• _What the exercise asks_
Rewrite every line of the entries below, the requests included, but omit the pictures. In the recorded masks only, shift each polygon coordinate up by 111.

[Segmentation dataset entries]
==============================

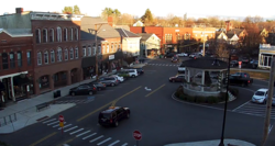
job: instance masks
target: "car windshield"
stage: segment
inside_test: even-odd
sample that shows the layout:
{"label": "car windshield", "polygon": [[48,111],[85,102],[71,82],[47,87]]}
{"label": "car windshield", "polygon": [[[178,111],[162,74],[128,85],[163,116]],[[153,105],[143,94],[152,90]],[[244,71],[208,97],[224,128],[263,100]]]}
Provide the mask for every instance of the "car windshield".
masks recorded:
{"label": "car windshield", "polygon": [[264,96],[264,94],[265,94],[264,91],[256,91],[256,92],[255,92],[255,96]]}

==============================

• _Full solution_
job: instance masks
target: "car windshield"
stage: segment
inside_test: even-odd
sample that shows the layout:
{"label": "car windshield", "polygon": [[48,111],[85,102],[71,82],[47,87]]}
{"label": "car windshield", "polygon": [[[178,111],[162,74],[128,85],[163,116]],[[153,105],[143,94],[152,90]],[[244,71],[208,97],[224,128],[263,100]]]}
Provide the mask for every instance of the "car windshield".
masks recorded:
{"label": "car windshield", "polygon": [[375,207],[375,205],[376,205],[375,202],[367,202],[367,203],[366,203],[366,207]]}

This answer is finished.